Trecho do texto:
* * * *

Revolucionários(as) Cabanos(as)
Recordo que somente fui estudar a Cabanagem quando entrei na UFPA, pois a ditadura militar simplesmente baniu o movimento cabano dos currículos escolares. Daí a importância do resgate dessa história com a Aldeia Cabana e outras iniciativas. Todavia, as forças conservadoras buscam ainda hoje manter sepultada a Cabanagem. Tanto é que a atual administração municipal se refere ao equipamento público da Av. Pedro Miranda como Aldeia Amazônica em vez de Aldeia Cabana.

* * * *

Registros de dados de anotação por pontos:
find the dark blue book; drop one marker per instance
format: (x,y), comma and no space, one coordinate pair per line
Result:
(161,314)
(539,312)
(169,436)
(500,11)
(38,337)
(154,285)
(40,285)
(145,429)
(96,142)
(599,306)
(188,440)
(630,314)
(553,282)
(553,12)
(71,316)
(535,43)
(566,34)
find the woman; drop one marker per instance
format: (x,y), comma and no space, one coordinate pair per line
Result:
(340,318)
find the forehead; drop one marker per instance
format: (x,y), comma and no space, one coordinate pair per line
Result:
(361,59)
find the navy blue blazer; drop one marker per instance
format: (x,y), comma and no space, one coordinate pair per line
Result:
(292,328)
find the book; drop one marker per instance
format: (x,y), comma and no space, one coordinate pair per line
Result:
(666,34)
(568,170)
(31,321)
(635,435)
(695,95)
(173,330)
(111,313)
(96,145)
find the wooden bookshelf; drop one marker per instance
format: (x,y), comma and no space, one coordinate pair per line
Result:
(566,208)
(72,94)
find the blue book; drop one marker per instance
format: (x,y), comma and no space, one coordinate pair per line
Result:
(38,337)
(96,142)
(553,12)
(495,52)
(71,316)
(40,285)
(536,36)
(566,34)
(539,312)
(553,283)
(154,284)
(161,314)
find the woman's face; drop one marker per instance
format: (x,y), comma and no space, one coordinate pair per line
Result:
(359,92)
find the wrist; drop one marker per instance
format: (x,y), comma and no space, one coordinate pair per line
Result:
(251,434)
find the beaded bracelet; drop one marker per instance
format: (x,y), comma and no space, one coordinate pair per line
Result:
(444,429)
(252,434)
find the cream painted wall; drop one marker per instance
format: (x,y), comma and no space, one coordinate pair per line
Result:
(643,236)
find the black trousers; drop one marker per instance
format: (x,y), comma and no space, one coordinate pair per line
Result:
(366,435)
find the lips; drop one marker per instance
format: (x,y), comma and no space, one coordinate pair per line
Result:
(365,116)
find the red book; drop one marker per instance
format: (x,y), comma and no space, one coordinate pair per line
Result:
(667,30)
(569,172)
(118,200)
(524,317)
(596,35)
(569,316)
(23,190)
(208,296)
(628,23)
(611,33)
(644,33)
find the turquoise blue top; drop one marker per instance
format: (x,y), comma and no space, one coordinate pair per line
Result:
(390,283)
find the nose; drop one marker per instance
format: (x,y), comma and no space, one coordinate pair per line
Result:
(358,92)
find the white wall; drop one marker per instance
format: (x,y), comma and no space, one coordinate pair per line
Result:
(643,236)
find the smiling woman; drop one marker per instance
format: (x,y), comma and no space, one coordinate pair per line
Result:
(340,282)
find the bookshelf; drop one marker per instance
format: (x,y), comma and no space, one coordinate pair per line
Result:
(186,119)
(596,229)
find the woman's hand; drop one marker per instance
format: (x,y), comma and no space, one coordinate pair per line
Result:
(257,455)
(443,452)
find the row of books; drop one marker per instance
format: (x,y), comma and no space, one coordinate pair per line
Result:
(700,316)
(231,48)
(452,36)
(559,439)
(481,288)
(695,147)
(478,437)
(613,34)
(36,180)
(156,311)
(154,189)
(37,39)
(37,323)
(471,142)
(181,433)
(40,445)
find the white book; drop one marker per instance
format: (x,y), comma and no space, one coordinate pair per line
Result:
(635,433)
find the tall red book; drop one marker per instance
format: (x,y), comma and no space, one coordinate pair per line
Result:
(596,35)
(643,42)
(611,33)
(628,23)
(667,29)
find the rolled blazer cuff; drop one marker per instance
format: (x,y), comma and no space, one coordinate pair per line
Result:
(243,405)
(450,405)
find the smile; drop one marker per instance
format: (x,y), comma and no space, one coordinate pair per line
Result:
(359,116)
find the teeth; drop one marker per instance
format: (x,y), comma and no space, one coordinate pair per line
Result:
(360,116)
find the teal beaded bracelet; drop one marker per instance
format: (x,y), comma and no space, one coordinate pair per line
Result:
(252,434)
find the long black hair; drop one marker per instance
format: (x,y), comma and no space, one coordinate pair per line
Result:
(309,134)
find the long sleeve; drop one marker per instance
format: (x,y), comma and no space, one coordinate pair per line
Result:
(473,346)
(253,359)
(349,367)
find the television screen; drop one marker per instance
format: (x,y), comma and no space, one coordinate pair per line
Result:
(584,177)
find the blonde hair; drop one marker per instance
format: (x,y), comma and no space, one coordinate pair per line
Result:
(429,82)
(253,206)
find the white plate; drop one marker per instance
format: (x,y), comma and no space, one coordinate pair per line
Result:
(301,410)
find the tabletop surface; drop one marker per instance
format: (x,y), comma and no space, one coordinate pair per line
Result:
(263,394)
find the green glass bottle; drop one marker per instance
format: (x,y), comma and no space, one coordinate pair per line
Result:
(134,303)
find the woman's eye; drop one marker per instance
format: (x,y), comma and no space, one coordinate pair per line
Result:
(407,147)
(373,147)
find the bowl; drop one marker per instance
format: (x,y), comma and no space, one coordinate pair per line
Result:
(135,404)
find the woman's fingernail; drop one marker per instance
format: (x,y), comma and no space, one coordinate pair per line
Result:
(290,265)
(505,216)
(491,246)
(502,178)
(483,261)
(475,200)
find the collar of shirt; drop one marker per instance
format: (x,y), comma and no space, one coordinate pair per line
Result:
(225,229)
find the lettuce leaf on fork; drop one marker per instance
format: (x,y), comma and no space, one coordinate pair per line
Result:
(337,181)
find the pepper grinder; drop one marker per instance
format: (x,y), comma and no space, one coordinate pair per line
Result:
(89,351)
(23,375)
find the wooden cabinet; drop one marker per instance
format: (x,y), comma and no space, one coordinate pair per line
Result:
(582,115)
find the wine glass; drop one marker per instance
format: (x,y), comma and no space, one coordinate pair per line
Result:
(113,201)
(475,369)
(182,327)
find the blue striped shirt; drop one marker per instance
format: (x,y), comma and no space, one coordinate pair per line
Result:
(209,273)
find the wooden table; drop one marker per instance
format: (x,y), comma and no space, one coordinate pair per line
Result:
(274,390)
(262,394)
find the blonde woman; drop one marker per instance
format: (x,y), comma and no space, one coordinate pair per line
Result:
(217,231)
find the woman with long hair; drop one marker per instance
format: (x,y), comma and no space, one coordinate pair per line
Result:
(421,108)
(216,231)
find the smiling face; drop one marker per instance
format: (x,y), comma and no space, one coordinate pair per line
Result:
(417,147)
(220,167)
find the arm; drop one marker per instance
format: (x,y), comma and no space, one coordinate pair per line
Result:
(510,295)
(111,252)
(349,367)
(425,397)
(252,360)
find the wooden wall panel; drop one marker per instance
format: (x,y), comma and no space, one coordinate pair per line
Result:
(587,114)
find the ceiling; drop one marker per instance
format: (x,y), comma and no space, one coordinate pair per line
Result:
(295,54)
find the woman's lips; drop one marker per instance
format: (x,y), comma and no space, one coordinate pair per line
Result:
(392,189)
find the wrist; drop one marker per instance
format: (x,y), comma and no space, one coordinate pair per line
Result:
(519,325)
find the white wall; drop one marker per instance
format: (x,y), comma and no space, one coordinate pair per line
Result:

* * * *

O que fazer:
1 > No texto sobre a Cabanagem, que nome a atual administração municipal dá ao equipamento público da Av. Pedro Miranda?
2 > Transcreva a parte do texto sobre a Cabanagem que começa em "Recordo que somente" e termina em "de Aldeia Cabana.".

Respostas:
1 > Aldeia Amazônica, em vez de Aldeia Cabana.

2 >
Recordo que somente fui estudar a Cabanagem quando entrei na UFPA, pois a ditadura militar simplesmente baniu o movimento cabano dos currículos escolares. Daí a importância do resgate dessa história com a Aldeia Cabana e outras iniciativas. Todavia, as forças conservadoras buscam ainda hoje manter sepultada a Cabanagem. Tanto é que a atual administração municipal se refere ao equipamento público da Av. Pedro Miranda como Aldeia Amazônica em vez de Aldeia Cabana.